Dataset items:
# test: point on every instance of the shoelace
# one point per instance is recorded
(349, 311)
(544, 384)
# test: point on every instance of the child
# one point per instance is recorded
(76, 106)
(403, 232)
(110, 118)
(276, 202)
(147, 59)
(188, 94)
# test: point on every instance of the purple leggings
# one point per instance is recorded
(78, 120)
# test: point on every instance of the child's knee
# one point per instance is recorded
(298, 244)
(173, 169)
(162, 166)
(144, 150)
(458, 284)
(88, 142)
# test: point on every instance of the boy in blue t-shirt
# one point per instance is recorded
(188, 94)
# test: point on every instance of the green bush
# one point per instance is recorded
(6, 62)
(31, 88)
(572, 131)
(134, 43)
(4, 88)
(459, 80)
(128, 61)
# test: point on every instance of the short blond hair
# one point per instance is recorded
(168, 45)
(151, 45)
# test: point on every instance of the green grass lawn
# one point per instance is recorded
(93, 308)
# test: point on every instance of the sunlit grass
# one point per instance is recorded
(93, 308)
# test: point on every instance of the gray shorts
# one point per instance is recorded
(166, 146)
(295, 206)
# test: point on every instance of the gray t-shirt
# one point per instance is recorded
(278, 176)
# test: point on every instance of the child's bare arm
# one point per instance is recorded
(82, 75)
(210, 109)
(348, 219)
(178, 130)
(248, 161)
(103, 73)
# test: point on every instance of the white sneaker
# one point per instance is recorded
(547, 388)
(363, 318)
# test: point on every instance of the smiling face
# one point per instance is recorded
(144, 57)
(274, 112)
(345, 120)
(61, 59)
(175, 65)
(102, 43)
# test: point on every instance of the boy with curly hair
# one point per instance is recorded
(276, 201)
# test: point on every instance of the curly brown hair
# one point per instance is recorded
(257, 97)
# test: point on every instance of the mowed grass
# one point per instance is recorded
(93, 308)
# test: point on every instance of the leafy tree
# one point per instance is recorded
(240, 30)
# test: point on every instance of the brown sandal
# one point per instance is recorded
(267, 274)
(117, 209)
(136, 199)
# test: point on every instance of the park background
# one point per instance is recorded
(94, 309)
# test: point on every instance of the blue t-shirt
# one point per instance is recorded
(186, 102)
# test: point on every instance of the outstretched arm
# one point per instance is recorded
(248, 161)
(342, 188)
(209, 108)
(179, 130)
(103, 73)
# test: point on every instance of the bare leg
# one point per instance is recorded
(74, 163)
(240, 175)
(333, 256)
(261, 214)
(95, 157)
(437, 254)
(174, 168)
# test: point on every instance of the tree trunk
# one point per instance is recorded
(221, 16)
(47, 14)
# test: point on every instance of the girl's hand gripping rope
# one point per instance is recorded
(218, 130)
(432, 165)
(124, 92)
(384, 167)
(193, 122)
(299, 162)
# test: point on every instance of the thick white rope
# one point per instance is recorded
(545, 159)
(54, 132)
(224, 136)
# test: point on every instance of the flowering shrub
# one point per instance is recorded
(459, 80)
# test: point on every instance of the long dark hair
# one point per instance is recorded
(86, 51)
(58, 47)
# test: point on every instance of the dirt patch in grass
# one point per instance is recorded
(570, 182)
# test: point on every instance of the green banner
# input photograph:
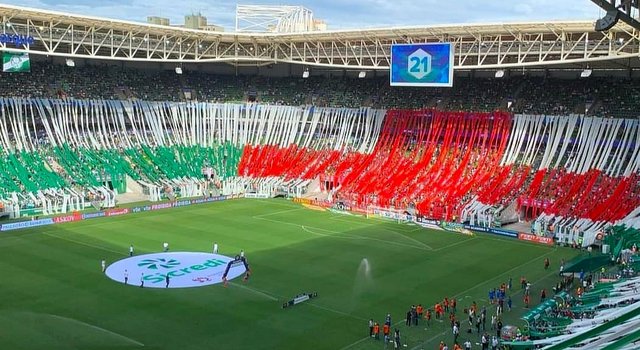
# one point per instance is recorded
(16, 62)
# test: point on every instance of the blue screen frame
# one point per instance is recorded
(427, 64)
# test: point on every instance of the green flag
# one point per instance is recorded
(16, 62)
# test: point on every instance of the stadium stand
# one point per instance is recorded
(488, 151)
(606, 97)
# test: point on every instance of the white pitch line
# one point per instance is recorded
(132, 341)
(410, 238)
(276, 213)
(359, 238)
(271, 297)
(455, 244)
(306, 228)
(85, 244)
(336, 311)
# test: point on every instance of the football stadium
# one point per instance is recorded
(285, 185)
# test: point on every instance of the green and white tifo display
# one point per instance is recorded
(183, 269)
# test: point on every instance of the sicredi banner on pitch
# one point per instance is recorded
(185, 269)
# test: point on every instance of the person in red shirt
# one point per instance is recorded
(385, 331)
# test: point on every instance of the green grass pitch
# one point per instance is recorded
(53, 294)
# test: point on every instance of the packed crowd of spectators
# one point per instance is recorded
(608, 97)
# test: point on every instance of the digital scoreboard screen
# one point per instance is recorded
(428, 64)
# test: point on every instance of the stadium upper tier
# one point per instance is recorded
(606, 97)
(567, 171)
(476, 45)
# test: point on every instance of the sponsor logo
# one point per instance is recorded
(116, 212)
(153, 264)
(67, 218)
(184, 269)
(256, 195)
(182, 203)
(98, 214)
(161, 206)
(16, 39)
(26, 224)
(535, 239)
(455, 227)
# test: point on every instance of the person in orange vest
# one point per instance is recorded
(385, 331)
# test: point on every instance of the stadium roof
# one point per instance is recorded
(490, 46)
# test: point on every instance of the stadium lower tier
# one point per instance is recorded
(445, 165)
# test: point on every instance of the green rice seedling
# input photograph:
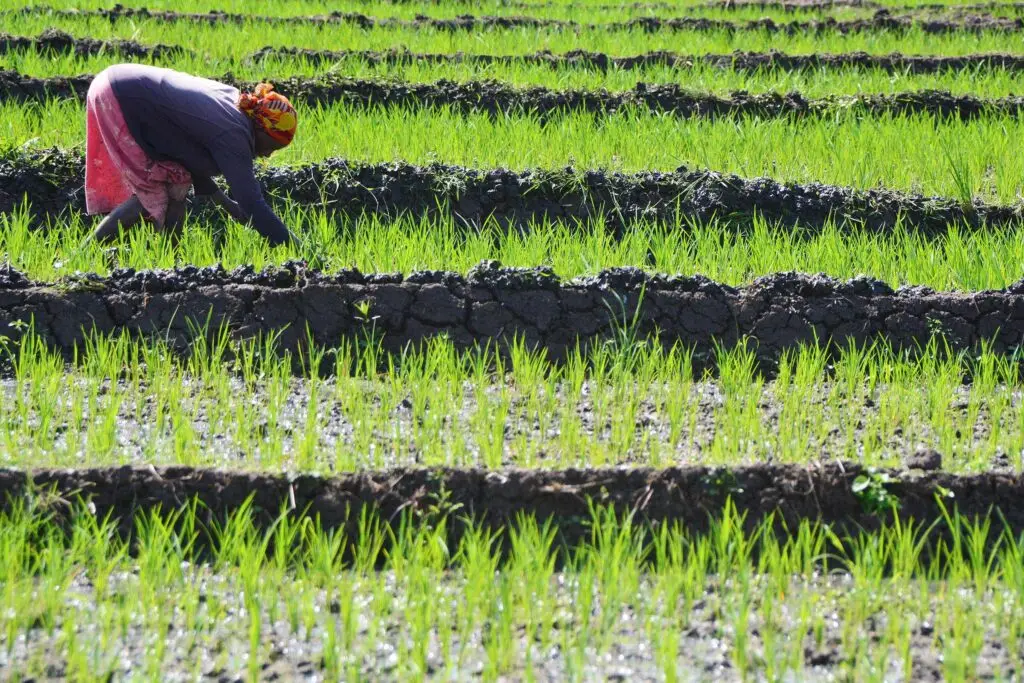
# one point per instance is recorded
(788, 150)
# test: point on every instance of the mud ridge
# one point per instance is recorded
(53, 41)
(882, 20)
(495, 97)
(826, 5)
(493, 306)
(737, 60)
(52, 181)
(689, 496)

> [DIRECTIONS FOR THIS TASK] Render every row of the Dataset items as a two-column CSV with the headers "label" and "points", one line per row. Put the row's text and its recorded points each in a single quoted field, replace line breaks with spaces, and leave the pictures out.

> [CORRECT ANSWER]
label,points
"# test: point on every instance of the shoelace # one point per instance is recorded","(349, 311) (544, 384)"
"# test: point on every instance of the child # one point per instance is recorded","(76, 106) (403, 232) (110, 118) (276, 202) (147, 59) (188, 94)"
"# test: point on every instance of the purple leggings # one point per instance is recorded","(78, 120)"
"# test: point on every instance of the child's knee # one point per instance is recorded","(298, 244) (173, 169) (162, 166) (144, 150) (458, 284) (88, 142)"
"# test: point on every instance of the boy in blue t-shirt # one point per instance is recorded","(188, 94)"
"# test: point on every instance of the green bush # one point per instance is recorded","(6, 62) (31, 88) (572, 131) (134, 43) (4, 88) (459, 80) (128, 61)"
"# test: point on every instance of the short blond hair # one point per instance is recorded","(168, 45) (151, 45)"
"# test: point on every instance of the green grass lawn # one point per instance is recorded","(93, 308)"
"# test: point on every instance of the sunlit grass # one point per instance is recorded","(93, 308)"
"# test: point on every instance of the gray shorts # one point per instance is recorded","(166, 146) (295, 206)"
"# test: point on every instance of the gray t-shirt # one point per instance is recorded","(278, 176)"
"# test: point on every instance of the child's bare arm # one point per instance is recorded","(82, 75) (210, 109) (348, 219) (178, 130) (248, 161) (103, 73)"
"# test: point on every instance of the white sneaker # one point per instance is recorded","(547, 388) (363, 318)"
"# test: point on every instance of the smiling face # one point per instance is recorded","(144, 57) (274, 112) (345, 120) (61, 59) (175, 65) (102, 43)"
"# test: point on every instance of the boy with curly hair # one point per instance is recorded","(276, 201)"
"# test: point on every instance of the curly brown hair # one point per instance is recorded","(257, 97)"
"# test: point on every instance of the mowed grass # one point per instance is recorded","(93, 308)"
"# test: point on every instance of the leafy tree # one point per instance is recorded","(240, 30)"
"# test: point on every instance of the brown sandal # one point per instance is recorded","(267, 274) (117, 209) (136, 199)"
"# test: point on every instance of the park background # one point per instance is recorded","(94, 309)"
"# test: point on every instance of the blue t-shirt # one point per instance is recorded","(186, 102)"
"# test: point on every instance of the outstretched arm # one point per instance is recorded","(248, 161) (342, 188) (209, 108) (179, 130) (103, 73)"
"# test: point on every instance of the bare leg # one point per instance is recorded","(74, 163) (240, 175) (333, 256) (261, 214) (95, 157) (437, 254) (174, 168)"
"# test: point on every instance of the tree trunk # one point per instance is recorded","(221, 16) (47, 14)"
"# test: point on every instance of the girl's hand gripping rope # one point per instance is recorded","(218, 130) (432, 165) (124, 92) (384, 167) (193, 122) (299, 162)"
"# test: point on every instance of the thick white rope # one point per instance is recorded","(545, 159) (54, 132) (224, 136)"
"# test: point on every instance of the flowering shrub # one point per instance is recorded","(459, 80)"
"# test: point on every instance of the long dark hair # one point per instance is recorded","(86, 51) (58, 47)"
"# test: point on every instance of the dirt patch in grass # one point per instance is recorded","(570, 182)"
"# test: point on every instance of the green banner # input photograph: # one point per instance is recorded","(16, 62)"
"# test: point on every instance of the blue screen frame # one point per instance is recorded","(427, 64)"
"# test: point on every instance of the green flag # one point per instance is recorded","(16, 62)"
"# test: point on every instance of the stadium stand # one point per instance is recorded","(488, 151) (606, 97)"
"# test: point on every instance of the white pitch line # one point per instance is recorded","(132, 341) (410, 238) (276, 213) (359, 238) (271, 297) (455, 244) (306, 228) (85, 244) (336, 311)"
"# test: point on every instance of the football stadium # one point per instance is recorded","(285, 185)"
"# test: point on every instance of the green and white tifo display # one point per instance is recorded","(183, 269)"
"# test: point on every instance of the sicredi banner on pitch # one point per instance is recorded","(185, 269)"
"# test: point on every instance of the person in red shirt # one point per instance is recorded","(385, 331)"
"# test: point on every instance of the green grass pitch # one point per instance is recorded","(53, 294)"
"# test: point on every instance of the packed crowd of spectators # one point per instance is recorded","(608, 97)"
"# test: point on every instance of the digital scoreboard screen # one point per instance is recorded","(428, 64)"
"# test: point on every instance of the stadium upper tier # one point per instance is recorded","(606, 97) (567, 171) (476, 45)"
"# test: point on every instance of the sponsor logo # one point per instance is recorded","(116, 212) (153, 264) (67, 218) (184, 269) (256, 195) (182, 203) (98, 214) (161, 206) (16, 39) (26, 224) (535, 239) (455, 227)"
"# test: point on every instance of the person in orange vest # one point per instance is recorded","(385, 331)"
"# test: point on every instance of the stadium roof # one point per instance is recorded","(490, 46)"
"# test: point on every instance of the stadium lower tier # one point per instance is recorded","(445, 165)"
"# test: point on every instance of the green rice seedling # input photograph: # one point per instance is recorded","(788, 150)"
"# test: point on every instance of the mud ridge # one point per instance is recorded","(53, 41) (882, 20) (495, 97) (826, 5) (493, 306) (737, 60) (52, 181) (689, 496)"